▶ _Task requirements_
In the copy you make of the entries, no picture should appear, and every word must match.

START Records for this exercise

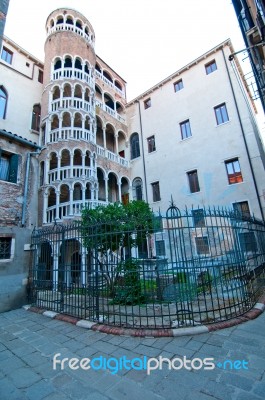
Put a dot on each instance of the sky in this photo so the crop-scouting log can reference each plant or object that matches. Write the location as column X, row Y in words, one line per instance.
column 144, row 41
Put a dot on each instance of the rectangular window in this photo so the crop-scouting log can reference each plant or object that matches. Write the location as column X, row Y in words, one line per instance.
column 221, row 114
column 160, row 248
column 147, row 103
column 210, row 67
column 185, row 129
column 5, row 248
column 151, row 144
column 193, row 181
column 8, row 167
column 233, row 171
column 156, row 191
column 202, row 245
column 178, row 85
column 40, row 76
column 7, row 55
column 242, row 209
column 248, row 242
column 198, row 218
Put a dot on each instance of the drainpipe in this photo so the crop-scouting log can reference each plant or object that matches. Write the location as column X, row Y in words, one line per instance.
column 244, row 139
column 26, row 186
column 142, row 142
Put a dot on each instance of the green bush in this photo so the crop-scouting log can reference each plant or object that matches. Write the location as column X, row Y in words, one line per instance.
column 129, row 289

END Records for this exercise

▶ _Answer box_
Put a dot on each instance of the sky in this photo so the crop-scouting log can reference each plant or object that matches. Write the location as column X, row Y in words, one line per instance.
column 144, row 41
Put a dot on each instance of the rectangular window in this photo so the crop-scouting log can reference each plant or object that matches. Write the location as column X, row Y in words, one line per instance.
column 221, row 114
column 160, row 248
column 147, row 103
column 210, row 67
column 185, row 129
column 5, row 248
column 151, row 144
column 193, row 181
column 8, row 167
column 233, row 171
column 156, row 191
column 202, row 245
column 178, row 85
column 40, row 76
column 7, row 55
column 242, row 209
column 248, row 242
column 198, row 218
Put a dot on each instance of the drainpipe in this photo so the crop-scouting log can reference each plant or object that matches. Write the location as column X, row Y in words, one line per instance.
column 244, row 139
column 26, row 186
column 142, row 142
Put a dot on each instance of the green bush in this photo so the crop-scouting log can reference each plant or object that matches. Write the location as column X, row Y in words, one line per instance.
column 129, row 289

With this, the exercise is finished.